▸ Work required: Write the material out again exactly.

▸ Supplied data:
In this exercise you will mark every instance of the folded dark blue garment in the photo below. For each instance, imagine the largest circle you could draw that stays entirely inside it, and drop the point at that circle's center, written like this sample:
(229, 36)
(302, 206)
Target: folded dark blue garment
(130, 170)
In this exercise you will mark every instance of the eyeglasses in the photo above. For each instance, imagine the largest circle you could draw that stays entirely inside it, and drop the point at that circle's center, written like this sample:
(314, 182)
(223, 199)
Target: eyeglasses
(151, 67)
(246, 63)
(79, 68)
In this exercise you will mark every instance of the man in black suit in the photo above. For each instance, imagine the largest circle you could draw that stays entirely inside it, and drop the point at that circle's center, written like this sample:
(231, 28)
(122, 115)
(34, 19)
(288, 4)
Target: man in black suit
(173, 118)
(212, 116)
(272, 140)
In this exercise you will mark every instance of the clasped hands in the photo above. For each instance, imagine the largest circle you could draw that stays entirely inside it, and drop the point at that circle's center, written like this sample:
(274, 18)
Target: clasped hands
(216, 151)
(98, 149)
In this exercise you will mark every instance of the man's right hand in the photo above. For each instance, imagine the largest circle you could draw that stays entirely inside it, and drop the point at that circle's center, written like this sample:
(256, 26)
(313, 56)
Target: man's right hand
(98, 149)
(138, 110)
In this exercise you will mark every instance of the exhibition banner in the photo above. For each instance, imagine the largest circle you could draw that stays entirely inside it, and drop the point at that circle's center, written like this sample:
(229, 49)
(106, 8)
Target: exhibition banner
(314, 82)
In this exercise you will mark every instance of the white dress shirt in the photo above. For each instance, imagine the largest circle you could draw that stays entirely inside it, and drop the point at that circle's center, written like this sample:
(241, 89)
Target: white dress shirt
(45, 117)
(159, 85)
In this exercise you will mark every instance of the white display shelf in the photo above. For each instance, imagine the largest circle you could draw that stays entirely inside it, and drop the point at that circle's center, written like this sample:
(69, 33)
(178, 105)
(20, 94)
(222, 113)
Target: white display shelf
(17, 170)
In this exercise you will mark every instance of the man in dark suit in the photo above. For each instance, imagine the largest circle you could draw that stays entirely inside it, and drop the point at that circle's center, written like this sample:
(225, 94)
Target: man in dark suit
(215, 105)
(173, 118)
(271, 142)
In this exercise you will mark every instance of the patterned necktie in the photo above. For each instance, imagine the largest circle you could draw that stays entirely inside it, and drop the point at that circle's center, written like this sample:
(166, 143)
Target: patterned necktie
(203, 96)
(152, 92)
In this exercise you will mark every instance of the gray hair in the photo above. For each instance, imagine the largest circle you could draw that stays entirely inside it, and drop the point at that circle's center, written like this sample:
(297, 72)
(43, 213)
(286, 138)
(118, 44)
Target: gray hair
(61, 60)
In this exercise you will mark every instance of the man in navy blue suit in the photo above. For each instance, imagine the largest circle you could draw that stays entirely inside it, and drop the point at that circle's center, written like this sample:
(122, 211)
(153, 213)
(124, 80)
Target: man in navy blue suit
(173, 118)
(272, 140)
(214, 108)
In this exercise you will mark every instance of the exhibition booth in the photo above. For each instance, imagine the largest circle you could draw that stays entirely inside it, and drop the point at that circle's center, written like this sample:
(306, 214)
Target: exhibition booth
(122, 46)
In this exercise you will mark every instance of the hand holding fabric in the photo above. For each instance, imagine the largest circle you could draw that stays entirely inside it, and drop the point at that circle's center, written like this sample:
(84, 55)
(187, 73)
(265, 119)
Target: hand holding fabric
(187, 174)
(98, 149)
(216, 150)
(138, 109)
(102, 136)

▸ Reply:
In this exercise you will mark every instance of the folded dark blue garment in the photo below. For each instance, imagine the largest circle you could draw that stays entirely inside it, and drop the point at that circle's center, written like this sample:
(229, 36)
(302, 206)
Target: folded dark blue garment
(130, 170)
In this exercise you will mark every instance of the eyeglasses in the photo above. For each instance, imagine the largest circle you could draw that stays entirely inside it, and drop the point at that circle's center, written like this sample:
(314, 182)
(223, 199)
Target: eyeglasses
(151, 67)
(246, 63)
(79, 68)
In this exercise you will mark every instance of the man in black suit in the photo above. For each instance, imagine the largest circle you could draw that stays entirely inside it, and drop the point at that circle's center, written like this sample:
(231, 28)
(122, 115)
(34, 19)
(288, 4)
Target: man in black suit
(173, 118)
(212, 116)
(272, 140)
In this exercise you will mark every instance of the clasped hands in the photo above. For each instance, imagine the largest circle you could draw that stays entirely inside it, and drop the point at that circle's center, written like this sample:
(274, 18)
Target: clasped hands
(216, 151)
(98, 149)
In this exercise you will mark every instance of the man's right hand in the photo above. For each instance, imagine the largest circle you could draw that stays entirely inside it, and drop the point at that circle's center, written like this sample:
(256, 26)
(313, 56)
Target: man's right hand
(98, 149)
(138, 110)
In this exercise you will mark every instance of the exhibition banner in the photo above. For each instance, imagine the largest circle you could draw that stays entirely inside it, and drop the point at that circle's center, written like this sample:
(229, 49)
(106, 8)
Target: exhibition banner
(314, 82)
In this exercise you will mark every instance of the white dress shirt in the photo above. For each instance, imagine the largest circle you could draw that stays entirely inside it, and drop the point at that circle's center, written like this sample:
(241, 89)
Target: white dress shirt
(45, 117)
(159, 85)
In this exercise you will mark every instance of the white display shelf in the photo above. For each instance, imagine the largest circle you could draw that stays entirely inside it, and drop the point at that circle's center, written like this sample:
(69, 33)
(178, 105)
(20, 94)
(222, 113)
Target: white display shelf
(17, 170)
In this exercise you will mark every instance of the man in dark suit in the photo above. For each instance, imagine the largest circle you could draw that stays entirely inside it, and drop the point at that circle's center, written like this sample:
(225, 94)
Target: man in dark suit
(215, 105)
(173, 118)
(271, 142)
In this exercise you will mark every instance of the patterned necktie in the photo above. For each instance, imagine the largest circle you could draw that stays entirely inside it, and drop the point at that circle's center, written like this sample:
(166, 143)
Target: patterned necktie
(203, 96)
(152, 92)
In this exercise you will mark every instance of the gray hair in the photo above. For each instance, imagine the largest circle you could draw that stays entirely inside it, and drop the point at that circle's center, written like this sample:
(297, 72)
(43, 213)
(286, 138)
(118, 44)
Target: gray hair
(61, 60)
In this exercise you will mark every instance of the man in navy blue suit in the photo above. For each instance, imagine the largest circle you could draw that stays entirely inside it, and drop the point at that circle's center, written like this sample:
(122, 211)
(153, 213)
(124, 80)
Target: man in navy blue suit
(173, 118)
(272, 140)
(214, 108)
In this exercise you will mark every instance of the exhibition booth in the photo above. For each instance, imagine the largest circle you could draw that stays entirely inside it, and drop the point at that circle's center, written like this sample:
(306, 214)
Target: exhibition booth
(122, 46)
In this exercise you will mark every instance of the hand holding fabric in the photo above. For each instance, imagine the largest circle you could draw that stays entirely inside it, and drop the point at that circle's center, written like this sample:
(84, 55)
(187, 73)
(265, 119)
Target: hand holding fabric
(187, 174)
(98, 149)
(216, 150)
(138, 109)
(102, 136)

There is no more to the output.